Start of Records shown
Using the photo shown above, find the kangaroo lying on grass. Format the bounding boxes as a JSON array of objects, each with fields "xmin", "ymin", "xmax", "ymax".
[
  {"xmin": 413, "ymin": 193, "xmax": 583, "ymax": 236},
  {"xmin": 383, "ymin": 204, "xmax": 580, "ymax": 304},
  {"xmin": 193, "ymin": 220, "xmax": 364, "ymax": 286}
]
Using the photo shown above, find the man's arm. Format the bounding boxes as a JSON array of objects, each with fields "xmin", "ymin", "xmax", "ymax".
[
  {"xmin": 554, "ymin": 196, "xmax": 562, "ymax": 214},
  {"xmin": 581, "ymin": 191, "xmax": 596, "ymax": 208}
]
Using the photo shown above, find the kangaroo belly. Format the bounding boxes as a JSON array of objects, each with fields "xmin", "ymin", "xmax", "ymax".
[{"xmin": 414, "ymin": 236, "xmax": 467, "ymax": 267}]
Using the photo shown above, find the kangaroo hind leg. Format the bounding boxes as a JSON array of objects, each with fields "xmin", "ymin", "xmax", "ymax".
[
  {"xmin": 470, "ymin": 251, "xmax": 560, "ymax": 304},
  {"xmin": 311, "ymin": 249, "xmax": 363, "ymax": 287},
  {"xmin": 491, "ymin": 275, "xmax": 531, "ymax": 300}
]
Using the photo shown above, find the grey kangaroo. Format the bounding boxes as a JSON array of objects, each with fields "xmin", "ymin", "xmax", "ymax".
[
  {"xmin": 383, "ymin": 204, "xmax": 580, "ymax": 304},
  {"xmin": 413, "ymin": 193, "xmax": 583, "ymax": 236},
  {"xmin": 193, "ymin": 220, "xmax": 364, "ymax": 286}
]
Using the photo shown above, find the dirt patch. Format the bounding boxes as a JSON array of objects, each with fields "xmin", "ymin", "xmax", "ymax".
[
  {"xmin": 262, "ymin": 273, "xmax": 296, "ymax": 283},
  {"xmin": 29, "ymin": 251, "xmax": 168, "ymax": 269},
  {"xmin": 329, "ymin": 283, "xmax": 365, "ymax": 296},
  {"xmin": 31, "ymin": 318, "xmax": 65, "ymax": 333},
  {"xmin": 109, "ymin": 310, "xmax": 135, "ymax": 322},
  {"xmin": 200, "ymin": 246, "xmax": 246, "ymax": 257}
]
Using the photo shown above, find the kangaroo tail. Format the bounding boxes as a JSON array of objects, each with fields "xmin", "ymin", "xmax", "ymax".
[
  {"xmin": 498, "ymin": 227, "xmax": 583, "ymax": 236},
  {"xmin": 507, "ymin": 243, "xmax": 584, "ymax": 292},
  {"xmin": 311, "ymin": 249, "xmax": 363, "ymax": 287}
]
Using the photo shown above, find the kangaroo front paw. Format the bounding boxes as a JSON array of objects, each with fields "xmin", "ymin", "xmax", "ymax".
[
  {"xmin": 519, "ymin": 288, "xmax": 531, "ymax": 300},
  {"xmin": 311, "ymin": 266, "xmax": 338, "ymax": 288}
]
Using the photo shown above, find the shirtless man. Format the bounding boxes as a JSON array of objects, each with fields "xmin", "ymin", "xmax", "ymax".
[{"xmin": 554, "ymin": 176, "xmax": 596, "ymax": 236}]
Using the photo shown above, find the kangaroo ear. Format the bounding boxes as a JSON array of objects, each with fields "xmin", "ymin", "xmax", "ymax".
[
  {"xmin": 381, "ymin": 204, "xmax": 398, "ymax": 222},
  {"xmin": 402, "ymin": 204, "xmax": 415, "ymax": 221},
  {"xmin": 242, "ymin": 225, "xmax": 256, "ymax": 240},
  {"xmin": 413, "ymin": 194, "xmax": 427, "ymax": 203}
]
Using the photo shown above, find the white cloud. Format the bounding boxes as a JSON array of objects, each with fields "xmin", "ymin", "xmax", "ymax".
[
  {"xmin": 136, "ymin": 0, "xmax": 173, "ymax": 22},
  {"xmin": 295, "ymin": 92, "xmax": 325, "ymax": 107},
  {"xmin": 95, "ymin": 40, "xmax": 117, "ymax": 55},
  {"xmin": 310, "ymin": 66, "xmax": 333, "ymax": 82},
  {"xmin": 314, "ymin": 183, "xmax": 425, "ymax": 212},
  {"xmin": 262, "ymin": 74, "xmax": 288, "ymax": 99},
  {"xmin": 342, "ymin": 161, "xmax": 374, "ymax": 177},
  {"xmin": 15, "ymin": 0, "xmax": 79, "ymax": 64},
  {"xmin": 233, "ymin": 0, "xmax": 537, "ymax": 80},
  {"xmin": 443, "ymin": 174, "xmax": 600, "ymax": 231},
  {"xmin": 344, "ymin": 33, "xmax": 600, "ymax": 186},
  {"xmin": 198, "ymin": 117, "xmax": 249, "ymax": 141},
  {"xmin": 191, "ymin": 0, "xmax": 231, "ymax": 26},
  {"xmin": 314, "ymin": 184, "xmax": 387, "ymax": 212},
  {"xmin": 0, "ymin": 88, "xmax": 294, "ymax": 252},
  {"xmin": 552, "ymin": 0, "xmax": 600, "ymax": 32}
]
End of Records shown
== What you should do ==
Substitute "Return" for "Format" everywhere it appears in the records above, and repeat them with nothing else changed.

== Solved problem ==
Using the photo shown above, find the kangaroo lying on grass. Return the bounding boxes as a JSON array of objects, each with fields "xmin", "ymin", "xmax", "ymax".
[
  {"xmin": 413, "ymin": 193, "xmax": 583, "ymax": 236},
  {"xmin": 383, "ymin": 204, "xmax": 580, "ymax": 304},
  {"xmin": 193, "ymin": 220, "xmax": 364, "ymax": 286}
]
Using the photo shown above, find the man's arm. Return the bounding boxes as a JSON array of objects, each with fields "xmin", "ymin", "xmax", "ymax".
[
  {"xmin": 554, "ymin": 196, "xmax": 562, "ymax": 214},
  {"xmin": 581, "ymin": 191, "xmax": 596, "ymax": 208}
]
Using the photo shown above, find the kangaroo belly. Return the bounding boxes as a JSON array of objects, each with fields "xmin", "ymin", "xmax", "ymax".
[{"xmin": 414, "ymin": 236, "xmax": 467, "ymax": 267}]
Using the photo shown above, find the kangaroo hind leg. Return the bounding boxes as a JSON array of objects, each with fields "xmin", "ymin", "xmax", "ymax".
[
  {"xmin": 470, "ymin": 251, "xmax": 560, "ymax": 304},
  {"xmin": 311, "ymin": 249, "xmax": 363, "ymax": 287},
  {"xmin": 491, "ymin": 275, "xmax": 531, "ymax": 300}
]
Using the photo shown above, find the grey kangaroo. Return the bounding boxes as a JSON array of objects, each with fields "xmin", "ymin", "xmax", "ymax".
[
  {"xmin": 383, "ymin": 204, "xmax": 580, "ymax": 304},
  {"xmin": 413, "ymin": 193, "xmax": 583, "ymax": 236},
  {"xmin": 193, "ymin": 220, "xmax": 364, "ymax": 286}
]
Using the photo shown above, find the dirt patch. Return the bounding boxes as a JSON array of objects, each with fields "xmin", "ymin", "xmax", "ymax".
[
  {"xmin": 262, "ymin": 273, "xmax": 296, "ymax": 283},
  {"xmin": 29, "ymin": 251, "xmax": 168, "ymax": 269},
  {"xmin": 329, "ymin": 283, "xmax": 365, "ymax": 296},
  {"xmin": 31, "ymin": 318, "xmax": 65, "ymax": 333},
  {"xmin": 109, "ymin": 310, "xmax": 135, "ymax": 322},
  {"xmin": 200, "ymin": 246, "xmax": 246, "ymax": 257}
]
Using the photo shown above, find the kangaroo tail. Return the bounding boxes as a JSON array of objects, each with fields "xmin", "ymin", "xmax", "ymax".
[
  {"xmin": 498, "ymin": 227, "xmax": 583, "ymax": 236},
  {"xmin": 507, "ymin": 243, "xmax": 584, "ymax": 292},
  {"xmin": 311, "ymin": 249, "xmax": 363, "ymax": 287}
]
Using the photo shown above, find the kangaroo front paw. Return the bounding boxes as a JSON array of objects, each with fields "xmin", "ymin", "xmax", "ymax".
[
  {"xmin": 519, "ymin": 288, "xmax": 531, "ymax": 300},
  {"xmin": 311, "ymin": 266, "xmax": 338, "ymax": 288}
]
Using the photo shown above, find the shirtless man. Return the bounding boxes as a JSON array of objects, each with fields "xmin", "ymin", "xmax", "ymax".
[{"xmin": 554, "ymin": 176, "xmax": 596, "ymax": 236}]
Using the photo shown above, find the kangaroo ear. Return the bounding boxes as a JSON array of objects, each with fields "xmin", "ymin", "xmax", "ymax".
[
  {"xmin": 381, "ymin": 204, "xmax": 398, "ymax": 222},
  {"xmin": 402, "ymin": 204, "xmax": 415, "ymax": 221},
  {"xmin": 242, "ymin": 225, "xmax": 256, "ymax": 240},
  {"xmin": 413, "ymin": 194, "xmax": 427, "ymax": 203}
]
Using the photo shown above, find the white cloud. Return the bounding boxes as a JSON array of objects, each with fields "xmin", "ymin", "xmax", "ymax".
[
  {"xmin": 136, "ymin": 0, "xmax": 173, "ymax": 22},
  {"xmin": 295, "ymin": 92, "xmax": 325, "ymax": 107},
  {"xmin": 95, "ymin": 40, "xmax": 117, "ymax": 55},
  {"xmin": 310, "ymin": 66, "xmax": 333, "ymax": 82},
  {"xmin": 314, "ymin": 183, "xmax": 425, "ymax": 212},
  {"xmin": 262, "ymin": 74, "xmax": 288, "ymax": 99},
  {"xmin": 342, "ymin": 161, "xmax": 374, "ymax": 177},
  {"xmin": 15, "ymin": 0, "xmax": 79, "ymax": 64},
  {"xmin": 233, "ymin": 0, "xmax": 537, "ymax": 80},
  {"xmin": 443, "ymin": 174, "xmax": 600, "ymax": 231},
  {"xmin": 344, "ymin": 33, "xmax": 600, "ymax": 186},
  {"xmin": 198, "ymin": 117, "xmax": 249, "ymax": 141},
  {"xmin": 191, "ymin": 0, "xmax": 231, "ymax": 26},
  {"xmin": 314, "ymin": 184, "xmax": 387, "ymax": 212},
  {"xmin": 0, "ymin": 88, "xmax": 294, "ymax": 252},
  {"xmin": 552, "ymin": 0, "xmax": 600, "ymax": 32}
]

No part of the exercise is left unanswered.